**ARTICLE**

* * * * * * *

12. The method recited in claim 11, wherein the step of locating
further includes spacing the casing element from the bladder.
13. The method recited in claim 12, wherein the step of injecting
includes locating the polymer foam material between the casing
element and the bladder.
14. The method recited in claim 10, wherein the step of locating
includes positioning a plurality of panels within the mold and
spacing the panels from the bladder.
15. The method recited in claim 14, wherein the step of injecting
includes locating the polymer foam material between the panels and
the bladder.
16. A method of manufacturing a sport ball, the method comprising:
locating a bladder and a casing element within a mold, at least a
portion of a surface of the casing element being spaced from the
bladder; and injecting a polymer foam material into the mold and
between the bladder and the casing element.
17. The method recited in claim 16, wherein the step of injecting
includes bonding the polymer foam material to surfaces of the
casing element and the bladder.
18. A method of manufacturing a sport ball, the method comprising:
forming a casing of the sport ball from panel elements that include
a thermoplastic polymer material; and heatbonding edges of the
panel elements to each other to join the panel elements.
19. The method recited in claim 18, wherein the step of heatbonding
includes utilizing radio frequency energy to heat the edges of the
panel elements.
20. The method recited in claim 18, further including a step of
forming indentations in the casing at the edges of the panel
elements.
21. A method of manufacturing a sport ball, the method comprising:
locating a plurality of panels adjacent to each other; and heating
edges of the panels with radio frequency energy to join the
panels.
22. A method of manufacturing a sport ball, the method comprising:
positioning a plurality of panel blanks adjacent to each other, the
panel blanks including a panel area and a flange area; compressing
and heating the flange areas from adjacent panel blanks to join the
flange areas to each other; and removing excess portions of the
flange areas.
23. The method recited in claim 22, further including a step of
incorporating a thermoplastic polymer material into the panel
blanks.
24. The method recited in claim 22, wherein the step of compressing
and heating includes utilizing radio frequency energy to heat the
flange areas.
25. The method recited in claim 22, further including a step of
forming indentations in areas where the flange areas are joined to
each other.

* * * * * * *

**DATA BLOCK**

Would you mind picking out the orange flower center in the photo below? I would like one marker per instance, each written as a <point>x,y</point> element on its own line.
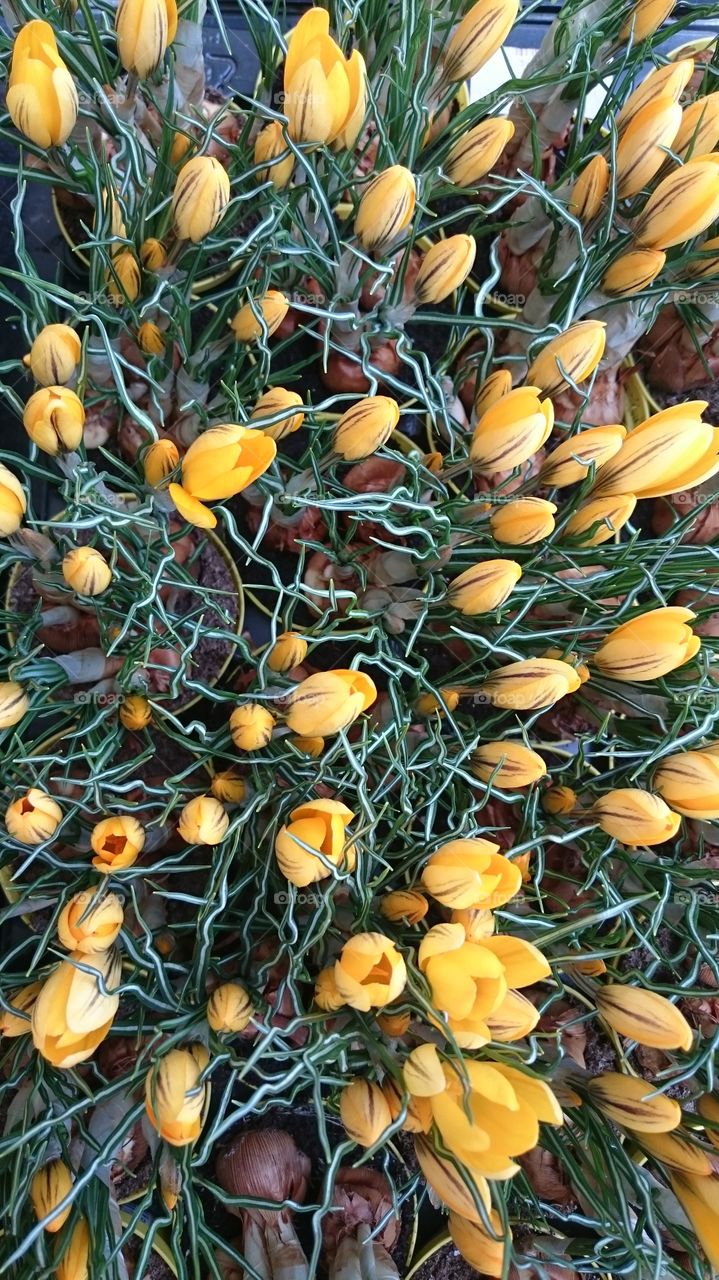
<point>380,972</point>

* * * * * * *

**PROBLEM TO WORK ON**
Transcribe, word for word, the stretch of the sport ball claims from "13. The method" through "the casing element.".

**EXERCISE SOLUTION**
13. The method recited in claim 12, wherein the step of injecting
includes locating the polymer foam material between the casing
element and the bladder.
14. The method recited in claim 10, wherein the step of locating
includes positioning a plurality of panels within the mold and
spacing the panels from the bladder.
15. The method recited in claim 14, wherein the step of injecting
includes locating the polymer foam material between the panels and
the bladder.
16. A method of manufacturing a sport ball, the method comprising:
locating a bladder and a casing element within a mold, at least a
portion of a surface of the casing element being spaced from the
bladder; and injecting a polymer foam material into the mold and
between the bladder and the casing element.